= WCHA All-Tournament Teams =

The WCHA All-Tournament Team is an honor bestowed at the conclusion of the NCAA Division I Western Collegiate Hockey Association conference tournament to players who are considered to have performed best during the championship. Currently, the team is composed of three forwards, two defensemen, and one goaltender, with additional players named in the event of a tie.

Despite the tournament beginning in 1960, the WCHA All-Tournament Team wasn't named until 1988. Afterwards, it was named annually until 2016, after which the honor ceased to be awarded.

§ **SOURCE DATA**
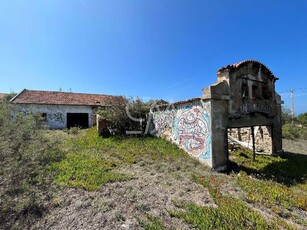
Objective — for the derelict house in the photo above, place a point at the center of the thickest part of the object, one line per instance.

§ **GOAL**
Rewrite the part of the WCHA All-Tournament Teams text that opens with the words containing "Despite the tournament" and closes with "to be awarded.", replacing "annually" with "every year".

§ **EXERCISE OUTPUT**
Despite the tournament beginning in 1960, the WCHA All-Tournament Team wasn't named until 1988. Afterwards, it was named every year until 2016, after which the honor ceased to be awarded.